TASKS TO COMPLETE –
**A.** From the text on the nursing home closure, list every average figure given for other nursing facilities that Northview Village Nursing Home's nursing care is compared against.
**B.** Answer these questions from the text on the nursing home closure:
(i) How many remaining residents were moved when the facility closed?
(ii) How many other facilities is Northview Village Nursing Home affiliated with?
(iii) What was the total of the federal fines imposed in the past three years?
**C.** Reproduce the part of the text on the nursing home closure that opens with the words containing "As of December" and closes with "of 3.78 HPRD.".

Late on the afternoon of December 15, 2023, Northview Village Nursing Home, the largest nursing facility in St. Louis, Missouri, abruptly closed, moving all 170 remaining residents overnight to 14 other nursing facilities in Missouri and Illinois (See here and here and here.) Residents were sent to facilities without their personal belongings and medical records. Many had only the clothes they were wearing. Some families were searching for their relatives who were transferred during the night and one resident remained missing, nearly three weeks after the closure. Staff were not paid.
The abrupt closure makes this facility the poster child for meaningful, corporate-wide enforcement. Northview Village Nursing Home has a record for poor care and is affiliated with six other facilities that also have exceptionally poor records for resident care.
As of December 18, 2023, the federal website Care Compare reports that Northview Village Nursing Home was cited with nearly twice as many deficiencies as the statewide average, had 12 federal fines imposed in the past three years totaling $142,026, and provided extremely limited nursing care (the most important predictor of quality of care for residents):
- 18 minutes of registered nurse care per resident per day, just two-thirds of the 27 minutes provided, on average, by other Missouri nursing facilities and less than half the national average of 40 minutes
- a total of one hour 57 minutes of nursing care, 1.95 hours per resident day (HPRD) of nursing care, far less than the Missouri average of 3.3 HPRD and the national average of 3.78 HPRD.

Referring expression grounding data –
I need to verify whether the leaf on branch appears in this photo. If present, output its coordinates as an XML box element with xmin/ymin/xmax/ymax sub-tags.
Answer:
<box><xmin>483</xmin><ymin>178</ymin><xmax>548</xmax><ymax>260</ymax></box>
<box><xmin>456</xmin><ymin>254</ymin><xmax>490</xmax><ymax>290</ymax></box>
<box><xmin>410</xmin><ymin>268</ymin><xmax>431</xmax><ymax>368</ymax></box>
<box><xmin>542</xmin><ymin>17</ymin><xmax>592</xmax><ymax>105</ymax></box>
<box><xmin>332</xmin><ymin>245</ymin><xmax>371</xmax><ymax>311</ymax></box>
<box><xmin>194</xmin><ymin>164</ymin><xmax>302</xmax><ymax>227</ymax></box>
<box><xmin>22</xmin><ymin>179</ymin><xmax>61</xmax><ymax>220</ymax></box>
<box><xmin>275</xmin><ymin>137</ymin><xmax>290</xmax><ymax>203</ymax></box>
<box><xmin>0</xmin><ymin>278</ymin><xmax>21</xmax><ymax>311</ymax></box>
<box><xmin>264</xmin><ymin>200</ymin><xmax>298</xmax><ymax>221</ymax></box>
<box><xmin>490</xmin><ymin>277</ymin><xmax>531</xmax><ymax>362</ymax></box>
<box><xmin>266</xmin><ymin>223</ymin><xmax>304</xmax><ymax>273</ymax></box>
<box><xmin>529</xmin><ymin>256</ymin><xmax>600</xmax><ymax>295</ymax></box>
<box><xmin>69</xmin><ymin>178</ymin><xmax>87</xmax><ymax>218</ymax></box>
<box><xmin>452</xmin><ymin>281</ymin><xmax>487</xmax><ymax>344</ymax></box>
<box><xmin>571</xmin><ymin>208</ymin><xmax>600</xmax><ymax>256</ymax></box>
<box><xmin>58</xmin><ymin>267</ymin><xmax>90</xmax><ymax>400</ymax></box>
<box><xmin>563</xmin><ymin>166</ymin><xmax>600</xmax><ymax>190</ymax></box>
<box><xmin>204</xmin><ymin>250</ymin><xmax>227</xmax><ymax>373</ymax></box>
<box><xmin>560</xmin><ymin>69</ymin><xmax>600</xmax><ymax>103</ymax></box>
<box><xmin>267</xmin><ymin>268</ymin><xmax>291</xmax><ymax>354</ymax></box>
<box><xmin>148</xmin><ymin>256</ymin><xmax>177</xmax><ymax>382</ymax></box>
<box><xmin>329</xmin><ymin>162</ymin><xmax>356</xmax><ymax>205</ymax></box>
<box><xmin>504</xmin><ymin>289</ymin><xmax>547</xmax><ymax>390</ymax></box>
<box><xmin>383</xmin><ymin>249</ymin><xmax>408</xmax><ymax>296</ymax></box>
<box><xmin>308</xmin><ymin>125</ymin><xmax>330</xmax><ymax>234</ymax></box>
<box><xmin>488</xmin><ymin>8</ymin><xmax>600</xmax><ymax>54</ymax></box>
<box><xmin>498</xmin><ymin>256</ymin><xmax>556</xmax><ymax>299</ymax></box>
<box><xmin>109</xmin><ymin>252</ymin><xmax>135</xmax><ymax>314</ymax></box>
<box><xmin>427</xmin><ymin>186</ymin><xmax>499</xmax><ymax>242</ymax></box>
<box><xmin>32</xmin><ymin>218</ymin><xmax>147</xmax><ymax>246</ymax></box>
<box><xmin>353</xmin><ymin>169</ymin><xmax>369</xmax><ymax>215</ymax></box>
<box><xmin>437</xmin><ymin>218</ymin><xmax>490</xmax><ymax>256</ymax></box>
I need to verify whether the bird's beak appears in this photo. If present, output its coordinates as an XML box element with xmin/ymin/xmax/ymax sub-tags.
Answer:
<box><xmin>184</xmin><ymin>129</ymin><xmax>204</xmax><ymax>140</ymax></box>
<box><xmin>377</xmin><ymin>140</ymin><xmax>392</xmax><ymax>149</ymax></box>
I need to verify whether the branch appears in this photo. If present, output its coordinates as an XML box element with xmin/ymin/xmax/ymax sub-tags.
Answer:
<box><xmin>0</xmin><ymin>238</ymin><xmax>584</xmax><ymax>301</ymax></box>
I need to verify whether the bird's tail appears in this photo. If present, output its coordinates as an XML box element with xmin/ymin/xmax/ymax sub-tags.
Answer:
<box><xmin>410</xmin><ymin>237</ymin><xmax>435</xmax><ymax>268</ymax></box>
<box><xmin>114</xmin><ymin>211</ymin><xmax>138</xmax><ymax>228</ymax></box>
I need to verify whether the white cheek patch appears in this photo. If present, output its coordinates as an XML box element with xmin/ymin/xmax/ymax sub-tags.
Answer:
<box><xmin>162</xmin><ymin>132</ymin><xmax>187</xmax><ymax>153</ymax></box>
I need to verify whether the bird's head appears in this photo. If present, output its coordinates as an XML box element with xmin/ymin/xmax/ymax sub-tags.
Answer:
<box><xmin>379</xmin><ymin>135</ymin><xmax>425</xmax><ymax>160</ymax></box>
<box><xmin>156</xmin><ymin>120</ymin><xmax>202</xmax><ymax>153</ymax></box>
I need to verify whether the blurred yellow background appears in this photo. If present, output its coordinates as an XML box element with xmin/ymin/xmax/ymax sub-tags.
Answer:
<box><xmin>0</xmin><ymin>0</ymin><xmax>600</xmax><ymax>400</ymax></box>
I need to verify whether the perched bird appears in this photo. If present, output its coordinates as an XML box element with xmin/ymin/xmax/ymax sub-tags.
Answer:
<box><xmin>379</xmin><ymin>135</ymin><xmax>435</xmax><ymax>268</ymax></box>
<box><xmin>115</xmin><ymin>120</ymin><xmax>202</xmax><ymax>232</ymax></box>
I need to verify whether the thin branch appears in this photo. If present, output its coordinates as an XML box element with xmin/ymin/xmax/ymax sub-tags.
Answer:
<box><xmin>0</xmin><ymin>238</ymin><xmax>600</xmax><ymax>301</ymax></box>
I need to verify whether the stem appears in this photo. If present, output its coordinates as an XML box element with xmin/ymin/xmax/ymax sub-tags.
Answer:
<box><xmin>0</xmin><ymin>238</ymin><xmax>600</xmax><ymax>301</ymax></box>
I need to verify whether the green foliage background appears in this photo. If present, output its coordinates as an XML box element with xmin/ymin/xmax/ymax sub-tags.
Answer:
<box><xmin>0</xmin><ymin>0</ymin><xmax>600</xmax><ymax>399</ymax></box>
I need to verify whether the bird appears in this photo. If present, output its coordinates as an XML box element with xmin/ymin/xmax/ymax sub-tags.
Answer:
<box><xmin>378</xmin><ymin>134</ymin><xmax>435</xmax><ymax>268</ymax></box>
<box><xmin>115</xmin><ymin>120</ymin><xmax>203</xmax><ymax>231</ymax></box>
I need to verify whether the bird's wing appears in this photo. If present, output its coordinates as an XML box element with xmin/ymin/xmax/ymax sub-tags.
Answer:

PER-TASK OUTPUTS –
**A.**
- 27 minutes of registered nurse care per resident per day (Missouri average)
- 40 minutes of registered nurse care per resident per day (national average)
- 3.3 HPRD of nursing care (Missouri average)
- 3.78 HPRD of nursing care (national average)

**B.**
(i) 170
(ii) Six
(iii) $142,026

**C.**
As of December 18, 2023, the federal website Care Compare reports that Northview Village Nursing Home was cited with nearly twice as many deficiencies as the statewide average, had 12 federal fines imposed in the past three years totaling $142,026, and provided extremely limited nursing care (the most important predictor of quality of care for residents):
- 18 minutes of registered nurse care per resident per day, just two-thirds of the 27 minutes provided, on average, by other Missouri nursing facilities and less than half the national average of 40 minutes
- a total of one hour 57 minutes of nursing care, 1.95 hours per resident day (HPRD) of nursing care, far less than the Missouri average of 3.3 HPRD and the national average of 3.78 HPRD.